Source material ▸

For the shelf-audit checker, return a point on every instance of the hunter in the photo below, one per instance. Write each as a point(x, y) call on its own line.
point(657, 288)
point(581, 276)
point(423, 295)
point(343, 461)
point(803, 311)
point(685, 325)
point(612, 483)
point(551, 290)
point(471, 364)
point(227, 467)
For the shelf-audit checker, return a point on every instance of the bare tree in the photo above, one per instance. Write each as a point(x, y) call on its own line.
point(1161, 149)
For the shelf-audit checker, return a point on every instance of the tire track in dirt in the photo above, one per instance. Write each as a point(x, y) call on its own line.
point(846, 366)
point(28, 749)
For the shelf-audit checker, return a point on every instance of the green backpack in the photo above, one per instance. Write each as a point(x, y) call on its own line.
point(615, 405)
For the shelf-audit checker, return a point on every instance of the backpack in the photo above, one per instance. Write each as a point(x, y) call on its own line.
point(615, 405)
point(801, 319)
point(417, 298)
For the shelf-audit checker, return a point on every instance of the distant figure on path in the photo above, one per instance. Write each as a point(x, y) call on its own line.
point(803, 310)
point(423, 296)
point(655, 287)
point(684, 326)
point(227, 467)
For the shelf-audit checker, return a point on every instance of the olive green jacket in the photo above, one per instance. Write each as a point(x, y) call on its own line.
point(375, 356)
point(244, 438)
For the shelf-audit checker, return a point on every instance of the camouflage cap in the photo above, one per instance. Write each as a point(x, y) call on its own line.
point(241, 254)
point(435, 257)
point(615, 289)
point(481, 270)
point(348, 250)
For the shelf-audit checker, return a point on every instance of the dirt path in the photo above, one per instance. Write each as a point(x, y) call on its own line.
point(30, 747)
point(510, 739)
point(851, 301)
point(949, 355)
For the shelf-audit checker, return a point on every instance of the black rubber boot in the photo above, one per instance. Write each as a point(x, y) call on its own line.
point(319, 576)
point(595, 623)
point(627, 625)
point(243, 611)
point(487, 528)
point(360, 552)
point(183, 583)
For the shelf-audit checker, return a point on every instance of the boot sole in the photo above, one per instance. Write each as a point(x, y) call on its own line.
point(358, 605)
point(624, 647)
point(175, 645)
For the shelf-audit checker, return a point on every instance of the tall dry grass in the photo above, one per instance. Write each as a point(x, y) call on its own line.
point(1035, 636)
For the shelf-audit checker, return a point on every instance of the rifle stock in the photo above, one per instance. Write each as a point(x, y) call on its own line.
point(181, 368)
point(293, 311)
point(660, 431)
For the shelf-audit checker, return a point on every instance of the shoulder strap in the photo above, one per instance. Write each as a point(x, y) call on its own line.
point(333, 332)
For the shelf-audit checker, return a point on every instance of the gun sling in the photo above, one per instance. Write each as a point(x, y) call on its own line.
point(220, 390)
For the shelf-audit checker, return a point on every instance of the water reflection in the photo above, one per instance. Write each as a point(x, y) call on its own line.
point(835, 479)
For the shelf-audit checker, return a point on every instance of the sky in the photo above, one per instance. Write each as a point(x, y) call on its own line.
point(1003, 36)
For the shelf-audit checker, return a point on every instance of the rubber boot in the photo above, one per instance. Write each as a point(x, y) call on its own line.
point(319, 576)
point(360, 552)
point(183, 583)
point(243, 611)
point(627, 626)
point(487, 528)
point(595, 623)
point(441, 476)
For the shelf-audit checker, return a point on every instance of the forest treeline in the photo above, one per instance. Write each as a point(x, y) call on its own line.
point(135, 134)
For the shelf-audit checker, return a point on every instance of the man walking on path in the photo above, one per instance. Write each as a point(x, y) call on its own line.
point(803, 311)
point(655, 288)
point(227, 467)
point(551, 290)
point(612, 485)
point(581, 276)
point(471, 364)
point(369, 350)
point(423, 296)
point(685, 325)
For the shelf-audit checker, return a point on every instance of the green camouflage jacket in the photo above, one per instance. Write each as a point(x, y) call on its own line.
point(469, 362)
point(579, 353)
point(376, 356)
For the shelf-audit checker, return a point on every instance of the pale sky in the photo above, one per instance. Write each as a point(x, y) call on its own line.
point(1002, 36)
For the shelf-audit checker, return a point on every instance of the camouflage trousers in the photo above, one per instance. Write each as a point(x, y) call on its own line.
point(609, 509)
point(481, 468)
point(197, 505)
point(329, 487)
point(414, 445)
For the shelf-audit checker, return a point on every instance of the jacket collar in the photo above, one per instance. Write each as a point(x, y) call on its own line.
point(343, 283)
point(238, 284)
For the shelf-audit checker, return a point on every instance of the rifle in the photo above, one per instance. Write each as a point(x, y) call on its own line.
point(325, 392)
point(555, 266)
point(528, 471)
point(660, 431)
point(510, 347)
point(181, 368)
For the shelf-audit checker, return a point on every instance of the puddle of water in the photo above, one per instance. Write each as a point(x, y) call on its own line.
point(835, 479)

Directions ▸ Copy out the lines above word for word, starting with the line that contains "of the puddle" and running through the last line, both included.

Correct output ▸
For the shelf-audit checker, return a point on every instance of the puddle of water in the photo above, one per instance. Write each as a point(x, y) call on its own line.
point(835, 479)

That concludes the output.